Text provided:
──────────

In general, exemptions are authorized mainly to avoid unnecessary or duplicative regulation and to allow certain small and limited commodity pools, operated by family members or run as informal clubs, greater relief from the disclosure, reporting and record-keeping requirements. In particular, the rules exempt CPOs with all of the following characteristics from registration: those who receive no compensation other than for administrative expenses; operate only one pool; do not otherwise fall under the registration requirement; are not affiliated with any person who is required to be registered with the CFTC; and do not engage in advertising the commodity pool. An exemption also applies to CPOs who operate pools with 15 or fewer participants each and whose aggregate gross capital contribution is less than $200,000.

──────────

Raw records:
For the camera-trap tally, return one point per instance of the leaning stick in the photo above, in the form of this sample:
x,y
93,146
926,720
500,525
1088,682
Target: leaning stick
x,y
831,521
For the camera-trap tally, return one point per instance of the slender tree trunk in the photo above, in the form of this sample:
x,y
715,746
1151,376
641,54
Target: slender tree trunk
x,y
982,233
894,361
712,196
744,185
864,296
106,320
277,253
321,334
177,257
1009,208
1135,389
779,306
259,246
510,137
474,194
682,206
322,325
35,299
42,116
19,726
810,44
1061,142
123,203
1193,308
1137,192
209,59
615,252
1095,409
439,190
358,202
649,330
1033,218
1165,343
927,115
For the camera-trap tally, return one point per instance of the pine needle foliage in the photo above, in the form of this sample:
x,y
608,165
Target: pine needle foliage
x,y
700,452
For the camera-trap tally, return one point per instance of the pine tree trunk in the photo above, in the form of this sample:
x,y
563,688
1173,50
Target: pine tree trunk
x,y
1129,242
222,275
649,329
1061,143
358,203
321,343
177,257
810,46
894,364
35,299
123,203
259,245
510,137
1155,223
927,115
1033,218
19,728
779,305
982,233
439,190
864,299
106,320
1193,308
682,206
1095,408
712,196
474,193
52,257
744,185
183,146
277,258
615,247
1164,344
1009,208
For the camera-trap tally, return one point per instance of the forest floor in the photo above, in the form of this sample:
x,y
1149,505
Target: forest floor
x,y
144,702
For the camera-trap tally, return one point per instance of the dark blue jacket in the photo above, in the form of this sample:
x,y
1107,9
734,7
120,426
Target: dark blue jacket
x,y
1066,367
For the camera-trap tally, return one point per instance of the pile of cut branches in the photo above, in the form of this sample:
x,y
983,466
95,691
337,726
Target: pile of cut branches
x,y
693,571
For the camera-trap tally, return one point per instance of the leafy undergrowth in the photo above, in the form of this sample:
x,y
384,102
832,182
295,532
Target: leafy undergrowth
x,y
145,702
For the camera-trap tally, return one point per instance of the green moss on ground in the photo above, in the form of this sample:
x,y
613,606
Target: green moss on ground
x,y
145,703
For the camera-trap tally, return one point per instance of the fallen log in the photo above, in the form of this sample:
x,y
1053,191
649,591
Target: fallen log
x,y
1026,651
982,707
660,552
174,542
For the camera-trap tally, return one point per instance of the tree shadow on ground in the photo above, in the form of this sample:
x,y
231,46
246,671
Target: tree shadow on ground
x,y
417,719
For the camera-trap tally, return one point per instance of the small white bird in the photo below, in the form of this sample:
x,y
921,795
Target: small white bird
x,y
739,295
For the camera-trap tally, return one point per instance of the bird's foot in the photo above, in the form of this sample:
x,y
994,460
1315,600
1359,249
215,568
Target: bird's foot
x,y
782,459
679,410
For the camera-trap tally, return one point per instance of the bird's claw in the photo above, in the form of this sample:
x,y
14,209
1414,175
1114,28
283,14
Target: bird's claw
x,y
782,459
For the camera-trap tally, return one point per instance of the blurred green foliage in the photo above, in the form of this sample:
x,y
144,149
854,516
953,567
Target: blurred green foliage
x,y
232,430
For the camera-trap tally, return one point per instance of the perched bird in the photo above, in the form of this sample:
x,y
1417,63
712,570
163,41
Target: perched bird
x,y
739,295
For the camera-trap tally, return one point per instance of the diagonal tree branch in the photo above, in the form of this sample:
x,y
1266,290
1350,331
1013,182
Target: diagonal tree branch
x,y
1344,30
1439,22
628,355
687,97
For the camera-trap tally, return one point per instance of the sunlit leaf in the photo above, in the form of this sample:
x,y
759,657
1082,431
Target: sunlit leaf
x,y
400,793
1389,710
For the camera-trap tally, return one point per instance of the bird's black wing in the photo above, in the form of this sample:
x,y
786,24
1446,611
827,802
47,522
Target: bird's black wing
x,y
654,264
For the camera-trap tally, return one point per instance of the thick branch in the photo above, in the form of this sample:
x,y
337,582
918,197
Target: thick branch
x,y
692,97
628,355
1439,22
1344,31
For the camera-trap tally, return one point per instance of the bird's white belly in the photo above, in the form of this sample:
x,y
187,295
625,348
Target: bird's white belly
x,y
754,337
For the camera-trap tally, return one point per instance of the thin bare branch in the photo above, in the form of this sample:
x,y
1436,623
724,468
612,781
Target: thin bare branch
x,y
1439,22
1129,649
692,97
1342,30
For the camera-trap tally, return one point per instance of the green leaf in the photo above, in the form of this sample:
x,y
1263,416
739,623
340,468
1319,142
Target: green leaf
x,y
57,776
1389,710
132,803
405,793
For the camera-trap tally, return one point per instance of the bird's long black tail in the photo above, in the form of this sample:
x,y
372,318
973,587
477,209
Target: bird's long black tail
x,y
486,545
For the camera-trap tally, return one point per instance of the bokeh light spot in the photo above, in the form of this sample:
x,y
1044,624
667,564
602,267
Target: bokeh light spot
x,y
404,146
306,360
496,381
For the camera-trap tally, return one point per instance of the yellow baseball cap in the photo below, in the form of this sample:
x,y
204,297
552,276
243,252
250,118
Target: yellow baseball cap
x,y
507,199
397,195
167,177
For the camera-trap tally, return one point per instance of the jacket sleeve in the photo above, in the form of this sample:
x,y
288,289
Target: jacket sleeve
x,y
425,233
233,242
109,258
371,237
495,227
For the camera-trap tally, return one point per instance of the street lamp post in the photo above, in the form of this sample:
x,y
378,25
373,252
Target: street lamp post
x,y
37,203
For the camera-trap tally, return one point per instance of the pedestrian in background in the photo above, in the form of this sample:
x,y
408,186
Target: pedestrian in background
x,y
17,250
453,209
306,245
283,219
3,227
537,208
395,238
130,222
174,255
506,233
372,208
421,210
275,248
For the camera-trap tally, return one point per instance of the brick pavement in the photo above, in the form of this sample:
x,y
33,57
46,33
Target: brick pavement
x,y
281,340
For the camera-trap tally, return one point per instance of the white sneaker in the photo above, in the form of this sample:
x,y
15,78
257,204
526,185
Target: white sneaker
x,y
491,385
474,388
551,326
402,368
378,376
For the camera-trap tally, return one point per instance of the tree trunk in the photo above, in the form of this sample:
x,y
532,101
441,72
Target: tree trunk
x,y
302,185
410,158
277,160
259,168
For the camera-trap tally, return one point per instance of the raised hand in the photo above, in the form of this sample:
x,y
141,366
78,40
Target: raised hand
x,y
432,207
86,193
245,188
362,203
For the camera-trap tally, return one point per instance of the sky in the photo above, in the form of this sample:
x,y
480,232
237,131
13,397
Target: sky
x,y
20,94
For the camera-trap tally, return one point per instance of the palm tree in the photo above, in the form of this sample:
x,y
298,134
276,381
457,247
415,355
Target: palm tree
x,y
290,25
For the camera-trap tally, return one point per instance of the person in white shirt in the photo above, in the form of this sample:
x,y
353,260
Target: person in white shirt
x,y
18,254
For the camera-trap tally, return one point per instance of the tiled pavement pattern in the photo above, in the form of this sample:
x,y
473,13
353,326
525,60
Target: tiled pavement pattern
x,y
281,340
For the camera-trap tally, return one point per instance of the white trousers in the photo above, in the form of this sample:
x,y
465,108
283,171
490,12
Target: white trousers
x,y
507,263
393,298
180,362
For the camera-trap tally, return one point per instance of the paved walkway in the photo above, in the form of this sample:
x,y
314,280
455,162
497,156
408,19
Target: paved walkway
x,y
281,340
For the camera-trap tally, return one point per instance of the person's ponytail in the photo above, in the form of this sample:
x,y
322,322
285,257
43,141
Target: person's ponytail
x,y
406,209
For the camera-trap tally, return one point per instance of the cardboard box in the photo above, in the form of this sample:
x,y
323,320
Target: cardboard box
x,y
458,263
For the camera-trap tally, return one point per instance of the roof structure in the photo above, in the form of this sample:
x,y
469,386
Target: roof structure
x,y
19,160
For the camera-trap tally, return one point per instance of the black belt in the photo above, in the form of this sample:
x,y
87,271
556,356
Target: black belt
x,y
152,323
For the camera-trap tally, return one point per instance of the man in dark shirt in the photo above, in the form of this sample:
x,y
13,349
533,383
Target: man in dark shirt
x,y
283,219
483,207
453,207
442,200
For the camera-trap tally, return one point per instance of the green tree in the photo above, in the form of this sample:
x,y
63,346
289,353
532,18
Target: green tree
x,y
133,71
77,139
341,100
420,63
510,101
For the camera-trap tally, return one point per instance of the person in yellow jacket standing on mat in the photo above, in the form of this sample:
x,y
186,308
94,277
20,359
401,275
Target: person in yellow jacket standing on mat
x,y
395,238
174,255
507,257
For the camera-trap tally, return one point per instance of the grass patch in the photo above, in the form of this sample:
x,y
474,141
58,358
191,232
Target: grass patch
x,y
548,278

──────────

Written exercise:
In the text on commodity pool operator exemptions, what limits on participants and aggregate gross capital contribution must a CPO's pools meet for the second exemption it describes?

Exercise solution:
Each pool must have 15 or fewer participants, and the aggregate gross capital contribution must be less than $200,000.